**Requirement**: Without including any pictures, write out all the entries exactly.

**Data supplied**:
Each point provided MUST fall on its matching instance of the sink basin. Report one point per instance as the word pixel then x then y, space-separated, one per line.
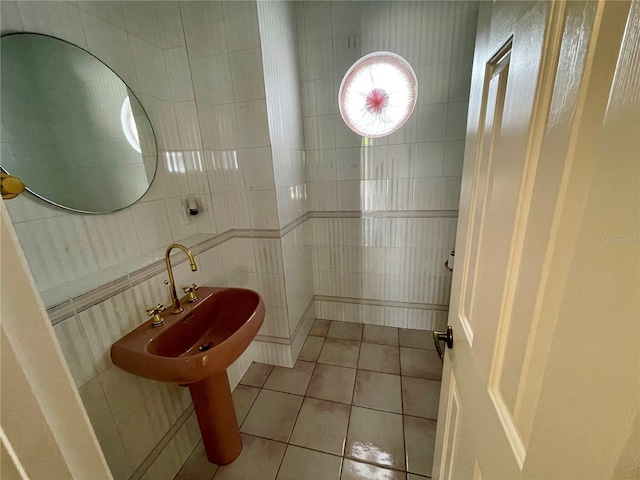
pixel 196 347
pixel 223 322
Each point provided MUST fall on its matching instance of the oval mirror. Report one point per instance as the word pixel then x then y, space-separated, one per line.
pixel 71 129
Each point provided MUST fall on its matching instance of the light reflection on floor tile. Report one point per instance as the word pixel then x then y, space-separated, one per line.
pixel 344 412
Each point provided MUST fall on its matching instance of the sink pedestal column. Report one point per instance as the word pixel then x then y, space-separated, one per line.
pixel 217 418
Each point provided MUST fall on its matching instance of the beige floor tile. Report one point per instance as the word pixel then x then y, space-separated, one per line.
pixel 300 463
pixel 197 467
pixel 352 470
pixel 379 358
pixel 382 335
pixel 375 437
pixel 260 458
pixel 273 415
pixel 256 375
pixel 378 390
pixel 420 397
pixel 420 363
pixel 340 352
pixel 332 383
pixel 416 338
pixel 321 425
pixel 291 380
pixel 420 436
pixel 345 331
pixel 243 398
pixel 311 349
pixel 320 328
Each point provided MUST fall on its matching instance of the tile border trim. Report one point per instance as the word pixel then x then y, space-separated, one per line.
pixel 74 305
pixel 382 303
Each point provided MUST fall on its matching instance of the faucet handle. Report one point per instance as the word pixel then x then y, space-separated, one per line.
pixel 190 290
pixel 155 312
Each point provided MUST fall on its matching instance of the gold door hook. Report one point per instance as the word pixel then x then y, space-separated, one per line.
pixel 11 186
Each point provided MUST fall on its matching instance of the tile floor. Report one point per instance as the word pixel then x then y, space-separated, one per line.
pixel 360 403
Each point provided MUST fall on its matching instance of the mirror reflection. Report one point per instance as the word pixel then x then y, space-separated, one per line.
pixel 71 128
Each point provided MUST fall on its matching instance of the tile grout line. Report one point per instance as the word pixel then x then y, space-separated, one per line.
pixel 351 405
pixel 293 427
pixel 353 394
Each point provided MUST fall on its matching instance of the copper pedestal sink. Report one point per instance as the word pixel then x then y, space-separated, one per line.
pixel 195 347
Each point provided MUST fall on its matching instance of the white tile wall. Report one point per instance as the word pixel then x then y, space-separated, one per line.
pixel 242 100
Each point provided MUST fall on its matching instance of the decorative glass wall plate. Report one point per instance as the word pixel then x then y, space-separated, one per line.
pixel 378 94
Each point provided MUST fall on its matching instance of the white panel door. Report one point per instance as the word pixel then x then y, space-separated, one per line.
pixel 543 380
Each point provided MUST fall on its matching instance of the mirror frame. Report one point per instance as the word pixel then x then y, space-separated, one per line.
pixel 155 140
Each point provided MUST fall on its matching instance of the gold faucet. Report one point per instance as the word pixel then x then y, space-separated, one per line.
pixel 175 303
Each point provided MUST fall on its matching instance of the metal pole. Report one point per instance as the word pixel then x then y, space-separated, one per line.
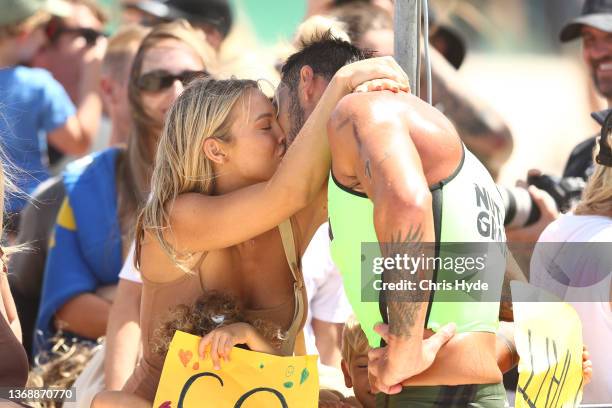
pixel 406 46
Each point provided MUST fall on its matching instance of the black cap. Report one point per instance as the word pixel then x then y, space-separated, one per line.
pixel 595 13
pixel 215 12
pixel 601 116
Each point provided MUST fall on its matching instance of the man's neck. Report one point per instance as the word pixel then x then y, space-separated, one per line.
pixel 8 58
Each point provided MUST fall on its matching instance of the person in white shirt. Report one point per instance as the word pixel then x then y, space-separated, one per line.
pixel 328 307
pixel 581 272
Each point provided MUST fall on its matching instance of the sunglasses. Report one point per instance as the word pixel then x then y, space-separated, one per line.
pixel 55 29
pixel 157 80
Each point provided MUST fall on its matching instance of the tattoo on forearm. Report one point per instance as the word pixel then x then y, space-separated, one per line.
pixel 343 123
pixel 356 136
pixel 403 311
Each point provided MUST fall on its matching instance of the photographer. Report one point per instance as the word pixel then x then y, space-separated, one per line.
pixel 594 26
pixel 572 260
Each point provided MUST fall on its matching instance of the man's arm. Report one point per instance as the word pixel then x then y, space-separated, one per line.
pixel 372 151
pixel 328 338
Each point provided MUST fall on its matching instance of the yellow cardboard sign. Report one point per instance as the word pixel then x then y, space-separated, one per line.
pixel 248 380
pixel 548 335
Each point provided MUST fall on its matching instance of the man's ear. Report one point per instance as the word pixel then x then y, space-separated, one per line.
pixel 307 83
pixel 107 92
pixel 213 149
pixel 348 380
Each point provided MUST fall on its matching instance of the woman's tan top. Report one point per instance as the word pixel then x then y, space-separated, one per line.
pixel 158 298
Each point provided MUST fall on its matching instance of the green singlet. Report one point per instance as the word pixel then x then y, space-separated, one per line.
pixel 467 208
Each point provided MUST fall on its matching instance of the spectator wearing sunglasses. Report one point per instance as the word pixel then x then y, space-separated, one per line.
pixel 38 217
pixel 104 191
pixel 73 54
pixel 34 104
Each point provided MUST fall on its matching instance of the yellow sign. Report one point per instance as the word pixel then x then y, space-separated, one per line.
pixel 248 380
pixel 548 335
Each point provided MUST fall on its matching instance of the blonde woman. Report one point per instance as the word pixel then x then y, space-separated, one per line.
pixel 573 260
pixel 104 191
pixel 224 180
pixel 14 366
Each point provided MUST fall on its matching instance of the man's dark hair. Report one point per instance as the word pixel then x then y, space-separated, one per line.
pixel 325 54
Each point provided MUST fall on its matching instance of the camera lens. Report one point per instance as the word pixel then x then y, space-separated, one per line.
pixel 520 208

**Response box**:
Each point provided MUST fall on its matching instance of the sink basin. Report one point per instance as the word pixel then x then y, space-separated, one per line.
pixel 196 347
pixel 223 322
Each point provided MUST fall on its matching instance of the oval mirror. Report one point per instance as the word pixel then x then y, space-separated, one per line.
pixel 71 129
Each point provided MUST fall on its matching instance of the light reflection on floor tile. Report one point per instance as the word pixel then x then y, space-separated, one per line.
pixel 344 412
Each point provided MUST fall on its matching instance of the sink pedestal column. Report one point per instance as the word pixel then x then y, space-separated, one per line.
pixel 217 418
Each point provided MUST fall on its matching instance of the beige floor tile. Report one point per instance as the word pixel then x then y, space-separated, one per line.
pixel 300 463
pixel 197 467
pixel 352 470
pixel 379 358
pixel 382 335
pixel 375 437
pixel 260 458
pixel 273 415
pixel 256 375
pixel 378 390
pixel 420 397
pixel 420 363
pixel 340 352
pixel 332 383
pixel 416 338
pixel 321 425
pixel 291 380
pixel 420 436
pixel 345 331
pixel 243 398
pixel 311 349
pixel 320 328
Each point provided MUST fall on its matching instance of the tile border trim. Report one point per instance as the word pixel then x then y, space-separated, one per line.
pixel 74 305
pixel 382 303
Each point provided MUST fall on its matching instance of the faucet handle. Report one point per instance as the word pixel then x then y, space-separated, one per line.
pixel 190 290
pixel 155 312
Each point provided MUST fall on its matching instance of the gold door hook. Report one point per instance as the word pixel then x then y, space-separated, one per line.
pixel 11 186
Each point provided MUST fall on its matching instance of the tile floor. Report one point per instance as the word pixel then x then y, space-separated, one per line.
pixel 360 403
Each point provided MUST fall on its matching instance of the mirror reflection. Report one point per instance as the word pixel then x then y, space-separated, one per line.
pixel 71 128
Each point provided MUST fall on its matching instance of the tile grout line. Report one point per instance as the word pixel then x then y, space-separated, one per line.
pixel 351 405
pixel 293 427
pixel 353 394
Each point provided MUST fall on its matching instance of the copper pedestal sink. Report one point per instance as the word pixel then x then y, space-separated, one per line.
pixel 195 347
Each point provided MUST fall on its matching instance of the white tile wall. Report one point per instance as the word pixel then x then y, space-separated, one per line.
pixel 242 100
Each point provided MUST fall on its matching instance of the decorative glass wall plate. Report one point per instance as the word pixel then x then y, space-separated, one per line.
pixel 378 94
Each point provided MUST fall on its matching instance of the white panel door. Report one point per instance as the word pixel then x then y, space-separated, one per line.
pixel 543 380
Each point provided MUST fall on its matching instance of the mirror frame. Report one point per instance as the word pixel then x then y, space-separated, one per line.
pixel 155 140
Each point provided MUST fall on its matching instance of the gold faucet. Report one point per instance as the word pixel then x then y, space-separated, one per line.
pixel 175 303
Each point provided MUST fall on its matching instance of the metal pole. Report one point per instance as the word pixel then x then y, space-separated, one per line.
pixel 406 46
Each point provided MUST fall on its matching instance of the black cap. Report one point per instance as the word pixel then x then y, space-separated, one per line.
pixel 595 13
pixel 215 12
pixel 601 116
Each point provided MUST fall on its matching instance of the man's neck. Report one point per instance as the word pixel then x then y, space-separated, one per line.
pixel 8 58
Each point provided MUST fall on its matching instance of the person in white shirt. Report one point per instance as the word pixel then x then y, space-separated, one per line.
pixel 328 307
pixel 581 272
Each point provided MUST fall on its matching instance of the sunglasses. Report one point per instance as the word pixel then x then y, space-separated, one per line.
pixel 55 29
pixel 157 80
Each point provided MUST fall on its matching instance of the tattoo on forearm. Report one point per instance as the word pixel then x then y, space-separated, one per line.
pixel 343 123
pixel 356 136
pixel 403 311
Each point provided MUST fall on its matching instance of the photographer. Report one point per instance as the word pixel then x then y, space-separated, one per line.
pixel 594 26
pixel 572 260
Each point provided MUST fall on its matching instance of the man's arm. Report one point per instance as the word pixel then x then y, space-separated, one per line.
pixel 372 151
pixel 328 338
Each point provided MUST fall on its matching instance of the yellow cardboard sign. Report one point per instance as the word pixel then x then y, space-separated, one per line.
pixel 248 380
pixel 548 335
Each point provided MUST fall on its matching instance of the man's ear. Report one point per instance as the word pixel then x then y, space-separated, one per line.
pixel 307 83
pixel 107 92
pixel 213 149
pixel 348 380
Each point provided MUST fall on its matching instance of the woman's tan top. Report one point per instance as the word pixel then x then y, space-separated, one per line.
pixel 158 298
Each point provided MUST fall on its matching instance of the green singlet. Report one point per instance as the word pixel then x then y, space-separated, one per line.
pixel 467 208
Each point provided MUST fall on its matching instance of the spectator wearing sunglasses. Report one point per instance as the word pixel then x then y, space-separated, one per line.
pixel 38 217
pixel 104 191
pixel 73 54
pixel 34 104
Each point provided MUST fall on its matching instance of the yellow sign. Report one point per instance as the word pixel then x then y, space-separated, one per line.
pixel 248 380
pixel 548 335
Each point provided MUST fall on its matching instance of the blonde woman. Report one point per instance as the word pixel then x then y, space-separated, one per line.
pixel 573 260
pixel 104 191
pixel 224 180
pixel 14 366
Each point provided MUST fall on its matching instance of the man's dark hair. Report one point per instance as the word pixel then x then y, space-separated, one per line.
pixel 325 54
Each point provided MUST fall on its matching instance of the camera lens. Report one point per instance as the word pixel then x then y, space-separated, one per line.
pixel 520 208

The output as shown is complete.